■ **TASK OBJECTIVE**
Copy the rows from the line with "Every instance of the brown hair" through the end of the rows, swapping "gets a single marker" for "receives one marker" and leaving everything else unchanged.

Object point labels:
◆ ◆ ◆ ◆
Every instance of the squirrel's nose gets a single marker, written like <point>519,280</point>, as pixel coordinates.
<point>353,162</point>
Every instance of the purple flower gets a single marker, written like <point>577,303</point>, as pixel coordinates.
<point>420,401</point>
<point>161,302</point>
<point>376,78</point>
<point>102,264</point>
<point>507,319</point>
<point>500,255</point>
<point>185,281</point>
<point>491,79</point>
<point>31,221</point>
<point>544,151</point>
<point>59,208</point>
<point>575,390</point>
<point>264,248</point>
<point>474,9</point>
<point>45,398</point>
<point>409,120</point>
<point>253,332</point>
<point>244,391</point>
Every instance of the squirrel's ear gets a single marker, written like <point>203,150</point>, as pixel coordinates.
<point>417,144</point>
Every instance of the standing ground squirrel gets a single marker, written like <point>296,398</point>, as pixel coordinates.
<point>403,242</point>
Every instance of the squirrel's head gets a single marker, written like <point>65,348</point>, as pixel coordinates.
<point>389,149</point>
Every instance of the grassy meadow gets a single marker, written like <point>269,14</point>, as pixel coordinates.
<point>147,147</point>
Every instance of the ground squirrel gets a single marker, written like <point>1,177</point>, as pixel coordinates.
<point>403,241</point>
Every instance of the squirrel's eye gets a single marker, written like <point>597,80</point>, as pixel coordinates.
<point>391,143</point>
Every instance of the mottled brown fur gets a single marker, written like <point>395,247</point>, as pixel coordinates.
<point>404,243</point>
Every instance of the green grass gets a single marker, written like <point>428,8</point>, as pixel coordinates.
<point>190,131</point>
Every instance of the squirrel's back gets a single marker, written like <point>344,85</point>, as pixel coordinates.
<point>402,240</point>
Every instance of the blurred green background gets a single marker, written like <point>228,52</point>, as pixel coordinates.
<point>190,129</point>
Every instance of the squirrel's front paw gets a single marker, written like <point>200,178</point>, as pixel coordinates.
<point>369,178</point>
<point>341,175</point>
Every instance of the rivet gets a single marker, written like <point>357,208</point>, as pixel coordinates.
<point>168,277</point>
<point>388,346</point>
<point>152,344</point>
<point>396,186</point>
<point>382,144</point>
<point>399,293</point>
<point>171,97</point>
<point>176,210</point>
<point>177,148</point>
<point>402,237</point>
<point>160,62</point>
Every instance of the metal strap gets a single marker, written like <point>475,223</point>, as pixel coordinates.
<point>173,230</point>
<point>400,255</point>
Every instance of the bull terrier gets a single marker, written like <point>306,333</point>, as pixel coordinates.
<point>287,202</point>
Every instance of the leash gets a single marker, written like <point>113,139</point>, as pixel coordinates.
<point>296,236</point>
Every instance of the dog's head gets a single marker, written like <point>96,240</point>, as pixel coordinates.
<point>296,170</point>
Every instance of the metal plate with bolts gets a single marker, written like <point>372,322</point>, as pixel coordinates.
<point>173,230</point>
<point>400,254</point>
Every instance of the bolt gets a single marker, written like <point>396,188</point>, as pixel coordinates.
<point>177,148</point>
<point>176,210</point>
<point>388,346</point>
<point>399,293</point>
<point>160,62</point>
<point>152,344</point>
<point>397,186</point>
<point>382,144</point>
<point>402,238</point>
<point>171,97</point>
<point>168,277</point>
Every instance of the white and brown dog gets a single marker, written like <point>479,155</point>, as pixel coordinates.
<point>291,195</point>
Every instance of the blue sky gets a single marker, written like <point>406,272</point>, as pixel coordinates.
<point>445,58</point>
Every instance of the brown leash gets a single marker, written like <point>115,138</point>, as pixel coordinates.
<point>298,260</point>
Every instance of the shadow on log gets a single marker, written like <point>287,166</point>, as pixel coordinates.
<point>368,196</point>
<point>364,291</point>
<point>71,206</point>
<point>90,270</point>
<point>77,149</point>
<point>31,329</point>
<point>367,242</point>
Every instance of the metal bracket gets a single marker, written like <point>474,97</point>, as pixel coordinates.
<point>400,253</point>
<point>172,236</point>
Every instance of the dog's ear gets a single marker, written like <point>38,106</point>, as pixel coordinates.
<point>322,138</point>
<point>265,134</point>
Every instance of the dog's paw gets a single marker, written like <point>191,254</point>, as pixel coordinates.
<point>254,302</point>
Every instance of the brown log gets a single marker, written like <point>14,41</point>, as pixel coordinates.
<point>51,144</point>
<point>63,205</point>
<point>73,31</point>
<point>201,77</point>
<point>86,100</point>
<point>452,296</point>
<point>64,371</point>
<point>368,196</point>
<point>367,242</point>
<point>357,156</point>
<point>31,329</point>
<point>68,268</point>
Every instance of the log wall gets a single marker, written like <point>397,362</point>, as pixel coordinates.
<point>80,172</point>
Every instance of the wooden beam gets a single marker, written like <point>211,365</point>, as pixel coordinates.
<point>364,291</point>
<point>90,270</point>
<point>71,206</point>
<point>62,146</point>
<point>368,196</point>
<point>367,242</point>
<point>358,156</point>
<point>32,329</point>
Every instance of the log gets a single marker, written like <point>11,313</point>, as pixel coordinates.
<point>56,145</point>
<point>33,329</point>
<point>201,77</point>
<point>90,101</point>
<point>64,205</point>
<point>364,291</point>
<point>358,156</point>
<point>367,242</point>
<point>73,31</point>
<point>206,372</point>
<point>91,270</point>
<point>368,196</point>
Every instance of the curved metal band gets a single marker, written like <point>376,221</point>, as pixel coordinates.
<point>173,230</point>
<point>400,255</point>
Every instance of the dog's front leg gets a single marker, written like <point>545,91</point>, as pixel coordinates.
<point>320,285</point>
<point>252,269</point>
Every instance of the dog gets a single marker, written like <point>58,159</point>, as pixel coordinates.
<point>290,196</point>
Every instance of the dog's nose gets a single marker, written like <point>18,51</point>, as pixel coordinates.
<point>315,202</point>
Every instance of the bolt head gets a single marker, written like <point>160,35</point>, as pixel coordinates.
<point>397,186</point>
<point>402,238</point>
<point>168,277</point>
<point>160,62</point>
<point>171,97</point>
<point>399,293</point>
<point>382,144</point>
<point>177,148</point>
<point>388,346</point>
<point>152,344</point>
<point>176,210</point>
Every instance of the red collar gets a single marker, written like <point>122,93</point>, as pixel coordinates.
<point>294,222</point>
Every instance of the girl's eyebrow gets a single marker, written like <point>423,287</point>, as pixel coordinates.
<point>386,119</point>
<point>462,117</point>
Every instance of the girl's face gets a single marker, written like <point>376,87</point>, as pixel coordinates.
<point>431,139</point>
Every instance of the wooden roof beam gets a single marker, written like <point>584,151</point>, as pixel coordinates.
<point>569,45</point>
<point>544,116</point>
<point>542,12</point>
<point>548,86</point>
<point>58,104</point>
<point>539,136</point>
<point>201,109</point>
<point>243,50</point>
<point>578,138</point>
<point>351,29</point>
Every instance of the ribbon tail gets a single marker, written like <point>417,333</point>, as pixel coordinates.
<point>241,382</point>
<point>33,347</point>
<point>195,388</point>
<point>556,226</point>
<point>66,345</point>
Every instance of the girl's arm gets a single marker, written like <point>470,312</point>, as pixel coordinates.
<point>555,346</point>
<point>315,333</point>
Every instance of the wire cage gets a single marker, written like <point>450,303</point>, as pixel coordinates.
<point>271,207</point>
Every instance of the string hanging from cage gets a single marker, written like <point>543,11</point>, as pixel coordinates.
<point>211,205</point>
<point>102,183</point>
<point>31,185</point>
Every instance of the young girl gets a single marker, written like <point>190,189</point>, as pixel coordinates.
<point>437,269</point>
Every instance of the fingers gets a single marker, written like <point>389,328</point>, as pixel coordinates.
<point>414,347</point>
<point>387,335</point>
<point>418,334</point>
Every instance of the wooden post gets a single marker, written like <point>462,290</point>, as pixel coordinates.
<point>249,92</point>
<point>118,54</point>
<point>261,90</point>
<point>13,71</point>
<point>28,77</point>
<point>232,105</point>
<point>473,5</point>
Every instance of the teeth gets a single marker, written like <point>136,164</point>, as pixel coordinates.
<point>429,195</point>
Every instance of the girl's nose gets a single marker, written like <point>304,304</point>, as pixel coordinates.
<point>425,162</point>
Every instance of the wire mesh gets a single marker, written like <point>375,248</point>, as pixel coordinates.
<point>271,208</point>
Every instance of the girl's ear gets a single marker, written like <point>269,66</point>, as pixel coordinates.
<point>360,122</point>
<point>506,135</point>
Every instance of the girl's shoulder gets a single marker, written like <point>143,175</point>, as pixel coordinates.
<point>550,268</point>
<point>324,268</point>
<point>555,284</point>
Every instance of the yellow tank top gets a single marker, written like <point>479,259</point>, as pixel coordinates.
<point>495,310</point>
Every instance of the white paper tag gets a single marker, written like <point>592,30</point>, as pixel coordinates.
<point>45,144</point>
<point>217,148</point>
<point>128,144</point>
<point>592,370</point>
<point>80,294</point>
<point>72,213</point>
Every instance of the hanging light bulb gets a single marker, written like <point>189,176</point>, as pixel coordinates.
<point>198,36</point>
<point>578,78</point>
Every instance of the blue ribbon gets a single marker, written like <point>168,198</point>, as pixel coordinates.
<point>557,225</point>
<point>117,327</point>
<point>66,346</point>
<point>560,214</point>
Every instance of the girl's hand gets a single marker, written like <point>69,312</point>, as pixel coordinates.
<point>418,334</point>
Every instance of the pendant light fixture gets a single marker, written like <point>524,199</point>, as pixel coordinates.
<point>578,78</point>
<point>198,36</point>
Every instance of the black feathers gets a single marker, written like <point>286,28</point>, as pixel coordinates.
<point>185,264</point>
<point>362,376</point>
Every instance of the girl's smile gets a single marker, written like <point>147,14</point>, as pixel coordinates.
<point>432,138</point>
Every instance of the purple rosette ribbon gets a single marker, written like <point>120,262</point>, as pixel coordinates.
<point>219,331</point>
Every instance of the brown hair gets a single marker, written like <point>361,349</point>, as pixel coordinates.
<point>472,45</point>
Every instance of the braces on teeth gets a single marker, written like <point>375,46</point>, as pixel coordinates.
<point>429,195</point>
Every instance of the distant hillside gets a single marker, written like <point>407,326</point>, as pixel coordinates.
◆ ◆ ◆ ◆
■ **COMPLETED TASK**
Every instance of the brown hair receives one marker, written like <point>361,349</point>, as pixel coordinates.
<point>472,45</point>
Every instance of the braces on teeth receives one marker, written like <point>375,46</point>, as pixel coordinates.
<point>429,195</point>
Every instance of the distant hillside receives one marker, written like <point>407,326</point>, as pixel coordinates.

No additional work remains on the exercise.